§ **PASSAGE SHOWN**:
2008–09 National Twenty20 Cup
- Dates: 4 – 8 October 2008
- Administrator: Pakistan Cricket Board
- Cricket format: Twenty20
- Tournament format(s): Round-robin and knockout
- Host: Lahore
- Champions: Sialkot Stallions (3rd title)
- Participants: 13
- Matches: 18

= 2008–09 National Twenty20 Cup =

Cricket tournament

The 2008–09 RBS Twenty-20 Cup was the fourth season of the RBS Twenty-20 Cup in Pakistan, sponsored by Royal Bank of Scotland. It was held in Lahore from 4 to 8 October 2008. The Sialkot Stallions won their third overall and consecutive title by defeating the Karachi Dolphins in the final. As the winners, the Stallions qualified for the 2008 Champions League Twenty20, which was later cancelled.

§ **Coordinate labeling data**:
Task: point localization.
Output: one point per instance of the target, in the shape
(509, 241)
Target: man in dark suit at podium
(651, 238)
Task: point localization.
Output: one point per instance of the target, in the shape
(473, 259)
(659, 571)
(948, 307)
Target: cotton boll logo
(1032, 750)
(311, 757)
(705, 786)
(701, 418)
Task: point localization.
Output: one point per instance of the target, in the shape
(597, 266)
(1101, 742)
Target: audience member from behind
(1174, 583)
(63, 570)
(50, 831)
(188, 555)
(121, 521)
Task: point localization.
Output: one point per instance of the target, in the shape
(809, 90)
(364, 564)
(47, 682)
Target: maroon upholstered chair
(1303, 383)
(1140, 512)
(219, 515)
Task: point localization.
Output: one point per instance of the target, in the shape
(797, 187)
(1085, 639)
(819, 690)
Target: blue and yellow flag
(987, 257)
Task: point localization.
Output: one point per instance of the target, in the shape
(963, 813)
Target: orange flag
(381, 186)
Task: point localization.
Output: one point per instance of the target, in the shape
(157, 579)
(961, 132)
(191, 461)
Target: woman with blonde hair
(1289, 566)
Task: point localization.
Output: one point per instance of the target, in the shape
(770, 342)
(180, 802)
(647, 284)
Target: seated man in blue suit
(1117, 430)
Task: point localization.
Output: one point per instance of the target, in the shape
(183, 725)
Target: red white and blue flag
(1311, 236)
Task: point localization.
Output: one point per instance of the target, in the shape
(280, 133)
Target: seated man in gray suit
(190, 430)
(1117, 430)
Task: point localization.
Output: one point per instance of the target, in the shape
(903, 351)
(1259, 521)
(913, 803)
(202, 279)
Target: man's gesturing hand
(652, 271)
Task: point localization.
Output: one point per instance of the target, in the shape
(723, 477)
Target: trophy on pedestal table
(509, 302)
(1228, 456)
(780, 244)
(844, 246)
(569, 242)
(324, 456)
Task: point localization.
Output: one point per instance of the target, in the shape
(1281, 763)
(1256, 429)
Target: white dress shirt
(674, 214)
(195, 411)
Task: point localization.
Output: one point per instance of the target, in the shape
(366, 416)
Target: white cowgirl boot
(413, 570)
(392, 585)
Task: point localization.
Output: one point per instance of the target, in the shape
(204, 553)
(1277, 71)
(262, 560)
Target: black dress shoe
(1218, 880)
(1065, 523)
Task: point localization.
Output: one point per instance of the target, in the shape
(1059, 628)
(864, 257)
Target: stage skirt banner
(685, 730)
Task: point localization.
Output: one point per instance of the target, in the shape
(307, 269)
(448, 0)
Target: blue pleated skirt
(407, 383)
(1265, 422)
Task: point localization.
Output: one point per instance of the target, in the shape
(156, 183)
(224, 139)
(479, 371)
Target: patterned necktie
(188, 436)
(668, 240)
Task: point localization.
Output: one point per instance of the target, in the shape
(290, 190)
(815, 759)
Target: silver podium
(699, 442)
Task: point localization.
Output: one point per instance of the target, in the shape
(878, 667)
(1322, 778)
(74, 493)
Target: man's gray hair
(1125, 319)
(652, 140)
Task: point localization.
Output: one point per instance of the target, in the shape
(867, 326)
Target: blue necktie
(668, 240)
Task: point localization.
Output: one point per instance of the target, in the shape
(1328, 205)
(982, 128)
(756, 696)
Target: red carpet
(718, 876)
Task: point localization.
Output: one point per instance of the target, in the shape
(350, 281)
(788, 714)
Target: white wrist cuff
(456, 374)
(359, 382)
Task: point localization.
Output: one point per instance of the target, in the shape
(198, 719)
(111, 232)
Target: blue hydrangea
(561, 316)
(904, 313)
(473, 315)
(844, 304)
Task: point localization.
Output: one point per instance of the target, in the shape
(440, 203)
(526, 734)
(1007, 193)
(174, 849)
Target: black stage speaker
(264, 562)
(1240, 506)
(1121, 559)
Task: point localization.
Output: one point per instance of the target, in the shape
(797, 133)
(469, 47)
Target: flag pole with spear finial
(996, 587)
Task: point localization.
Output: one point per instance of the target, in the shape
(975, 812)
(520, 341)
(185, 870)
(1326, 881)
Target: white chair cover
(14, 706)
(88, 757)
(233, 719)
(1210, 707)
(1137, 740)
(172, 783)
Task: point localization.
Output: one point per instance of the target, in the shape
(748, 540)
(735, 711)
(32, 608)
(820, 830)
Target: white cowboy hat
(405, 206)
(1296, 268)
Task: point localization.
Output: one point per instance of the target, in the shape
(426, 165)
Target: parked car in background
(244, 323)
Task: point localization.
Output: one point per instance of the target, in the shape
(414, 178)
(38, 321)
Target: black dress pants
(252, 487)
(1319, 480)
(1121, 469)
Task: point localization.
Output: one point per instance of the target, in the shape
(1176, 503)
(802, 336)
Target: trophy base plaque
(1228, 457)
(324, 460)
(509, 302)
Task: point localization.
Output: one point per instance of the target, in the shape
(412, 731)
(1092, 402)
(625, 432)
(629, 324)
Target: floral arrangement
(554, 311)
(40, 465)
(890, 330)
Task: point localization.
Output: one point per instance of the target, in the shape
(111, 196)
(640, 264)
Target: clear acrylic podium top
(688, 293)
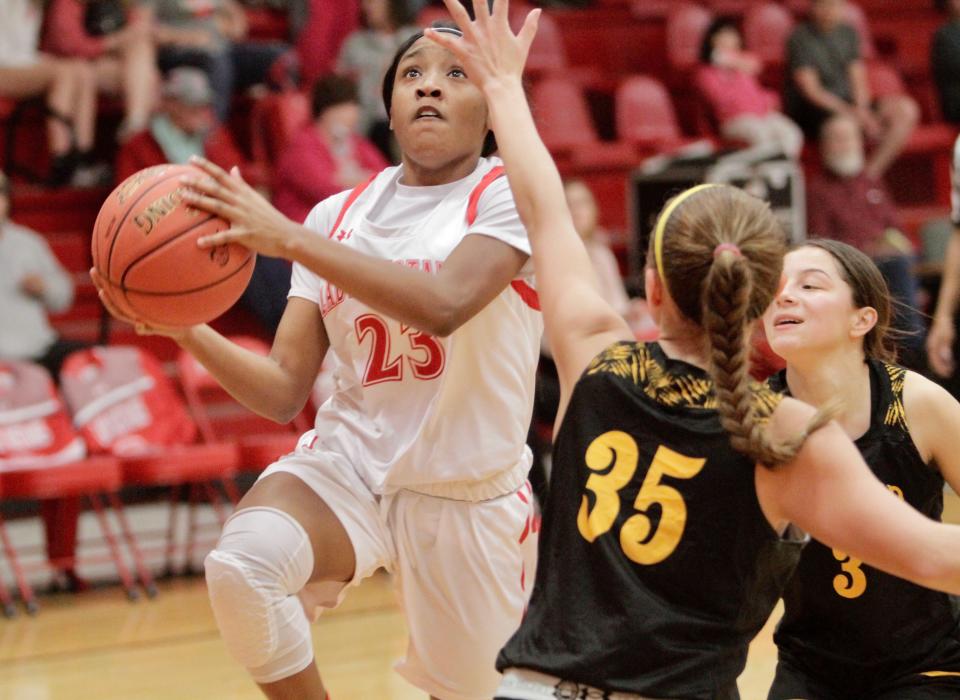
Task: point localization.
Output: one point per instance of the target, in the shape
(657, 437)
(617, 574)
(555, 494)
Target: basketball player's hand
(254, 222)
(140, 326)
(489, 50)
(33, 285)
(940, 346)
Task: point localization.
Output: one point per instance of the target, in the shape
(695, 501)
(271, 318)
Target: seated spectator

§ **GOAL A**:
Answer these from the 2008–09 National Twenty20 Cup text:
(i) Which body administered the tournament?
(ii) How many matches were played?
(iii) Which team lost the final?
§ **GOAL B**: Summarize the 2008–09 National Twenty20 Cup text in two sentences.
§ **GOAL C**: Resume the 2008–09 National Twenty20 Cup text after its final sentence.

§ **WRITTEN RESPONSE A**:
(i) Pakistan Cricket Board
(ii) 18
(iii) Karachi Dolphins

§ **WRITTEN RESPONSE B**: The 2008–09 RBS Twenty-20 Cup, the fourth season of the tournament in Pakistan, was held in Lahore from 4 to 8 October 2008 with 13 participants. The Sialkot Stallions beat the Karachi Dolphins in the final for their third consecutive title and qualified for the 2008 Champions League Twenty20, which was later cancelled.

§ **WRITTEN RESPONSE C**:
==Format==
The format remained the same from the previous edition. The 13 teams were divided into four groups: Pool A with four teams, Pool B, C and D with three each. Each group played a single round-robin tournament and the top team from each group advanced to the semi-finals. The winners of the semi-finals played the final.

Awarded points
| Result | Points |
|---|---|
| Won | 2 points |
| No result | 1 point |
| Loss | 0 points |

The position of the teams in the points table is determined by:
- Total points
- Won
- Lost (fewest)
- Net run rate

===Prize money===
The prize money was increased from the previous edition.

- Winners: Rs. 2,500,000
- Runners-up: Rs. 1,000,000

==Results==

===Teams and standings===
The top team from each group qualify for the semi-finals.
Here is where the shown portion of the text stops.